> **Problem details**:
Return the text of each entry below word for word, leaving out the pictures.

> **Data entries**:
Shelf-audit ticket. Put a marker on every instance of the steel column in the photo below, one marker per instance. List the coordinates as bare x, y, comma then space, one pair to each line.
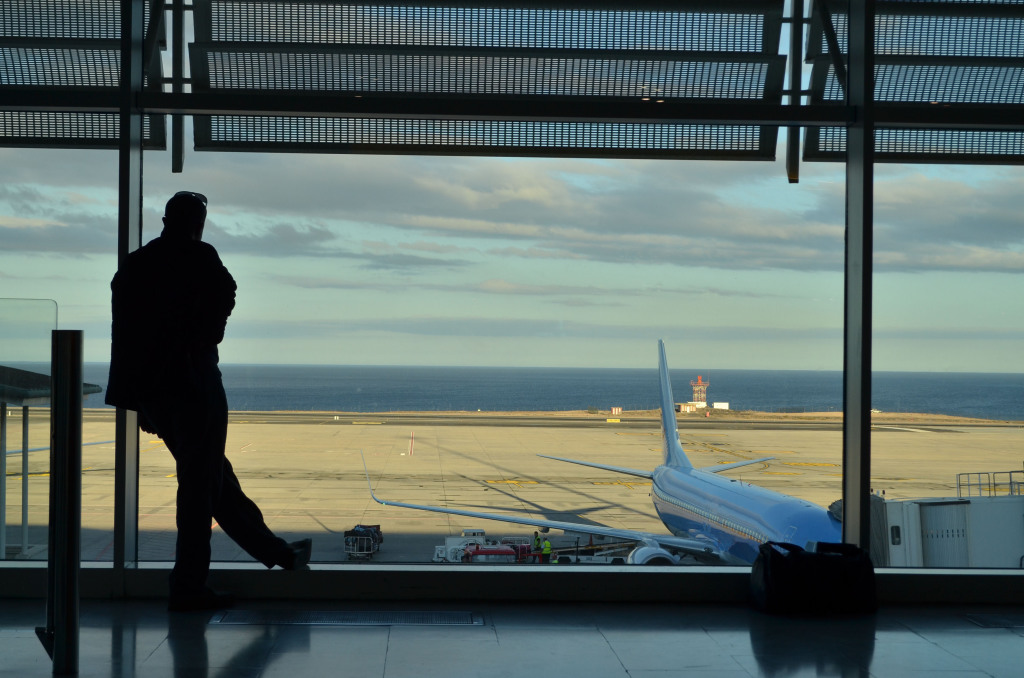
25, 480
66, 499
3, 480
129, 238
859, 237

> **Exercise answer**:
Shelf-audit ticket. Put a marker on every instance of the steel column in the photo below, one marker per instance. List the coordinates as bare x, y, comma then space, one pair to each line.
25, 480
66, 499
3, 480
129, 238
859, 237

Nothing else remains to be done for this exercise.